(CHALLENGE)
The records below must be copied in full; omit the images.

(SUPPLIED DATA)

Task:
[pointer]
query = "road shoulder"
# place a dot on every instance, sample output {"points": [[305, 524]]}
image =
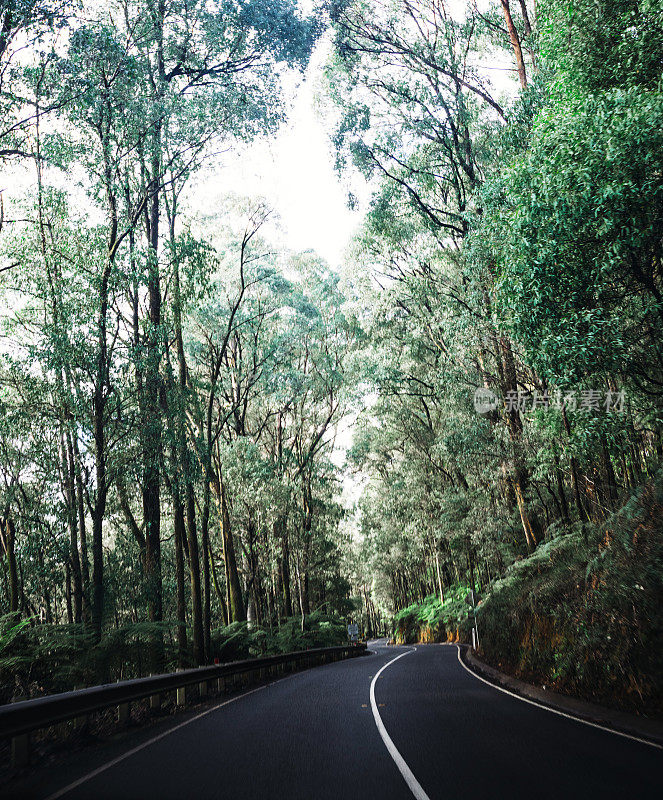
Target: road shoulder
{"points": [[648, 730]]}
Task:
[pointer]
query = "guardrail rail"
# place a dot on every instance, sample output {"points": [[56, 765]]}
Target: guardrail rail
{"points": [[18, 720]]}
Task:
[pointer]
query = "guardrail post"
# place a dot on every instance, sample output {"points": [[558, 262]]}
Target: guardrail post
{"points": [[181, 696], [123, 713], [20, 751]]}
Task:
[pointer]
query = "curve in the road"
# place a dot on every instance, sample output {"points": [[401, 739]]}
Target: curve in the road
{"points": [[556, 710], [413, 784]]}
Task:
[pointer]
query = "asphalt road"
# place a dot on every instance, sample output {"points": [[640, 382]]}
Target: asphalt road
{"points": [[433, 731]]}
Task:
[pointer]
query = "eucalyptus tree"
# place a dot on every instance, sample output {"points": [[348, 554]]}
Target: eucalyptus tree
{"points": [[419, 116]]}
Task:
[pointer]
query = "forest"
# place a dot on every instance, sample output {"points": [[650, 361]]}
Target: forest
{"points": [[174, 382]]}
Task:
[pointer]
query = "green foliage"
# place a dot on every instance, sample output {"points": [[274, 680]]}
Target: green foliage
{"points": [[582, 613]]}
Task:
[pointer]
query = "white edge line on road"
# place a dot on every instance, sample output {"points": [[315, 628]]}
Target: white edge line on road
{"points": [[554, 710], [406, 772]]}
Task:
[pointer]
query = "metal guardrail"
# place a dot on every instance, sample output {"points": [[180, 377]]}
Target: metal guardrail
{"points": [[18, 719]]}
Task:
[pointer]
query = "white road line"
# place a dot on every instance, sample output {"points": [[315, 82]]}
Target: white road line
{"points": [[406, 772], [554, 710], [109, 764]]}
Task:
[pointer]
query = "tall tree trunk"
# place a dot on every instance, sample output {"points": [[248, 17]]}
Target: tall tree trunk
{"points": [[8, 540], [178, 529], [70, 496], [151, 422], [236, 602], [519, 478], [207, 600], [515, 43]]}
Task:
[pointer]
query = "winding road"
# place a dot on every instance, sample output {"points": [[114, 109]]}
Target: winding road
{"points": [[399, 723]]}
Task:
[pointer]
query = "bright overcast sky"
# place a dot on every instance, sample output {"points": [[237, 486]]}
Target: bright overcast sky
{"points": [[294, 172]]}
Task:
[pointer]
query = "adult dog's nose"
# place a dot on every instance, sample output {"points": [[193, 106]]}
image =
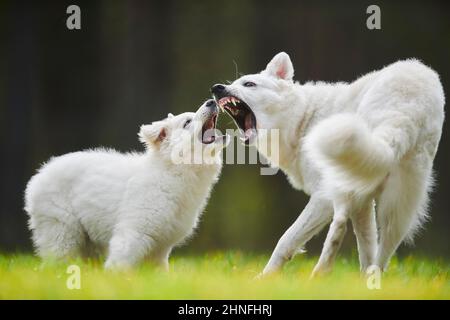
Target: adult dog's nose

(SOLUTION)
Task:
[pointer]
query = "road shoulder"
# place a dot on every instance, sample output {"points": [[305, 524]]}
image =
Target: road shoulder
{"points": [[648, 730]]}
Task:
[pointer]
query = "guardrail rail"
# place a dot on every instance, sample output {"points": [[56, 765]]}
Target: guardrail rail
{"points": [[18, 720]]}
Task:
[pointer]
query = "guardrail post"
# place a dot on every instance, sample output {"points": [[558, 262]]}
Target: guardrail post
{"points": [[181, 696], [123, 713], [20, 751]]}
Task:
[pointer]
query = "curve in the road"
# place a dot on every instance, sample output {"points": [[401, 739]]}
Target: curve in the road
{"points": [[556, 710], [413, 784]]}
Task:
[pointer]
query = "asphalt road"
# place a dot on every instance, sample output {"points": [[640, 382]]}
Target: asphalt road
{"points": [[433, 731]]}
Task:
[pointer]
query = "eucalyptus tree"
# place a dot on every instance, sample output {"points": [[348, 554]]}
Target: eucalyptus tree
{"points": [[419, 116]]}
Task:
[pointer]
query = "forest"
# place a dot on every instance, sample output {"points": [[650, 361]]}
Target: forest
{"points": [[174, 382]]}
Task:
[pointer]
query = "green foliage"
# place a dot on every instance, sample output {"points": [[274, 680]]}
Target: green foliage
{"points": [[582, 613]]}
Task:
[pointer]
query = "white edge line on road"
# place a dot on every instance, sample output {"points": [[315, 628]]}
Target: white edge line on road
{"points": [[554, 710], [406, 772]]}
Task:
[pointer]
query = "metal guardrail"
# place a dot on every instance, sample output {"points": [[180, 377]]}
Target: metal guardrail
{"points": [[18, 719]]}
Task:
[pointer]
query = "white road line"
# place a dot on every instance, sample output {"points": [[315, 82]]}
Target: white road line
{"points": [[406, 772], [554, 710], [109, 764]]}
Task:
[pointer]
query = "tall tree trunk"
# place a dot on every instance, sample output {"points": [[248, 17]]}
Target: tall tree trunk
{"points": [[8, 540], [178, 529], [70, 496], [151, 422], [236, 602], [519, 478], [207, 600], [515, 43]]}
Task:
[pointer]
query = "winding road"
# place a dot on every instance, sample output {"points": [[114, 109]]}
Target: winding road
{"points": [[399, 723]]}
Task:
[pointer]
query = "bright overcast sky"
# place a dot on every instance, sample output {"points": [[237, 486]]}
Target: bright overcast sky
{"points": [[294, 172]]}
Task:
[pointer]
query = "adult dog's nose"
# place a dot on every instance, sample output {"points": [[193, 106]]}
image =
Target: adult dog's nose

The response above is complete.